## [Job]
Rewrite the entries below as a numbered list, dropping any blank lines.

## [Available data]
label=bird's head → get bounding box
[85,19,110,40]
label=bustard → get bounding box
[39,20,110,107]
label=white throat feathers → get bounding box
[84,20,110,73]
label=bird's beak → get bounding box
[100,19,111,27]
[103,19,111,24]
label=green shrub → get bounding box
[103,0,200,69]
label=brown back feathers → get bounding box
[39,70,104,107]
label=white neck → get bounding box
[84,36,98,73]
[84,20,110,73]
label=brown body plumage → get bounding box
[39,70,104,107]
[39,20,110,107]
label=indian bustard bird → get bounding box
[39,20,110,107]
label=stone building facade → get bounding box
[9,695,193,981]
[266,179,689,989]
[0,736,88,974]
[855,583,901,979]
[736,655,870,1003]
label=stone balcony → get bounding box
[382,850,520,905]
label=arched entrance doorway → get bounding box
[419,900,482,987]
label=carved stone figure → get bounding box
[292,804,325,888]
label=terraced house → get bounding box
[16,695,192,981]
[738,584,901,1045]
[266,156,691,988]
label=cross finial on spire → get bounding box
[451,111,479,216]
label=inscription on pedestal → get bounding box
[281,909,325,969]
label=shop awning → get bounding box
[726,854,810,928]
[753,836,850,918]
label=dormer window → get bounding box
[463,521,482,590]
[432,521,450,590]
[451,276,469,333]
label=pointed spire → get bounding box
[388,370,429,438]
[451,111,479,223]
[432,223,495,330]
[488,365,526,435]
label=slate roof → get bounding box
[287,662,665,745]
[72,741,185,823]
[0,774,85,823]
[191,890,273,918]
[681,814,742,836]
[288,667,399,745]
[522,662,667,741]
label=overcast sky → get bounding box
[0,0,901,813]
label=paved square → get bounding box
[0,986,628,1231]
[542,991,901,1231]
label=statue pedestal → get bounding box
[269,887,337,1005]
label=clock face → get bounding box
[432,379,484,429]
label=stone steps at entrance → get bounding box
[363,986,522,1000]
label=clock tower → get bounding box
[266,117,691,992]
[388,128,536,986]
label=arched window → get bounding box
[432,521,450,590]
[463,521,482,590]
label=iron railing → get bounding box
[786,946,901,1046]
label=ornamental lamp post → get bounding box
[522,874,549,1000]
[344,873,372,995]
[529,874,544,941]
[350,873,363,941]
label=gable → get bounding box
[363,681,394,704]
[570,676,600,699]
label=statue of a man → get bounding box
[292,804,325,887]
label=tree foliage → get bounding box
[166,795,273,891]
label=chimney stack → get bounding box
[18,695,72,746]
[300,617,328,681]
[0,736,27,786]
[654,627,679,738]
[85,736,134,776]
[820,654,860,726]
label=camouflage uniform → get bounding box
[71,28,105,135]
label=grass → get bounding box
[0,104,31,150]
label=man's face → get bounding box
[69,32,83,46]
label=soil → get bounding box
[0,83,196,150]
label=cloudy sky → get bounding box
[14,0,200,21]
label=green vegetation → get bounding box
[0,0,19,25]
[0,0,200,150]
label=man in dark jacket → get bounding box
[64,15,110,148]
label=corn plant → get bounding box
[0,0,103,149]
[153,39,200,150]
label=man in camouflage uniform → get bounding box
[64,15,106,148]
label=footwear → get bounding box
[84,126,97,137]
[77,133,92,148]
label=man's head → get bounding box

## [Answer for this exercise]
1. label=bird's head → get bounding box
2. [85,19,110,40]
3. label=bustard → get bounding box
4. [39,20,110,107]
5. label=white throat feathers → get bounding box
6. [84,20,110,73]
7. label=bird's beak → get bounding box
8. [100,19,111,27]
9. [103,19,111,24]
10. label=green shrub → get bounding box
11. [103,0,200,69]
12. label=brown back feathers → get bounding box
13. [39,70,104,107]
14. label=white neck → get bounding box
15. [84,36,98,73]
16. [84,20,110,73]
17. label=brown body plumage → get bounding box
18. [39,70,104,107]
19. [39,20,110,107]
20. label=indian bustard bird → get bounding box
21. [39,20,110,107]
22. label=stone building facade → get bounding box
23. [9,695,193,981]
24. [266,179,689,989]
25. [0,736,88,974]
26. [855,583,901,979]
27. [736,655,870,1003]
28. label=stone balcony → get bounding box
29. [382,850,520,905]
30. label=arched entrance doorway → get bounding box
31. [419,900,482,987]
32. label=carved stone figure → get bounding box
33. [292,804,325,888]
34. label=terraced house → get bounding box
35. [16,695,192,981]
36. [738,584,901,1045]
37. [266,156,691,988]
38. label=cross finial on spire → get bounding box
39. [451,111,479,216]
40. label=inscription on pedestal → get bounding box
41. [281,909,325,969]
42. label=shop awning → get bounding box
43. [726,854,810,928]
44. [753,836,850,918]
45. label=dormer window → get bounding box
46. [463,521,482,590]
47. [432,521,450,590]
48. [451,276,469,333]
49. label=pointed spire → get bounding box
50. [388,370,429,438]
51. [451,111,479,223]
52. [432,223,495,330]
53. [488,365,526,435]
54. label=slate roof → get bounding box
55. [287,662,665,745]
56. [72,741,185,823]
57. [0,774,85,823]
58. [191,890,273,918]
59. [681,814,742,836]
60. [288,667,399,745]
61. [522,662,667,741]
62. label=overcast sky → get bounding box
63. [0,0,901,813]
64. label=paved square → get bounding box
65. [0,986,628,1231]
66. [542,991,901,1231]
67. label=statue pedestal → get bounding box
68. [269,887,337,1005]
69. label=clock face → get bounding box
70. [432,379,484,429]
71. label=stone steps at entrance → get bounding box
72. [363,986,522,1000]
73. label=clock tower → get bounding box
74. [266,117,691,992]
75. [388,128,536,986]
76. label=arched window → get bounding box
77. [432,521,450,590]
78. [463,521,482,590]
79. label=iron railing → get bounding box
80. [786,946,901,1046]
81. label=ornamental lamp post → get bounding box
82. [522,874,549,1000]
83. [344,873,372,995]
84. [529,874,544,941]
85. [350,873,363,941]
86. label=gable → get bounding box
87. [363,681,394,704]
88. [570,676,600,699]
89. label=statue of a man → get bounding box
90. [292,804,325,887]
91. label=tree foliage → get bounding box
92. [166,795,273,891]
93. label=chimney stack → get bounding box
94. [18,695,72,746]
95. [300,617,328,681]
96. [0,736,27,786]
97. [654,627,679,738]
98. [85,736,134,776]
99. [820,654,860,726]
100. label=camouflage uniform → get bounding box
101. [71,28,105,135]
102. label=grass → get bounding box
103. [0,104,31,150]
104. label=man's face → get bounding box
105. [69,32,83,46]
106. label=soil → get bounding box
107. [0,83,196,150]
108. label=cloudy sky → get bounding box
109. [14,0,200,21]
110. label=green vegetation → get bounding box
111. [0,0,19,25]
112. [0,0,200,150]
113. label=man in dark jacket → get bounding box
114. [64,15,110,148]
115. label=corn plant → get bounding box
116. [0,0,103,149]
117. [153,39,200,150]
118. label=man in camouflage uniform → get bounding box
119. [64,15,106,148]
120. label=footwear → get bounding box
121. [84,126,97,137]
122. [77,133,92,148]
123. label=man's head → get bounding box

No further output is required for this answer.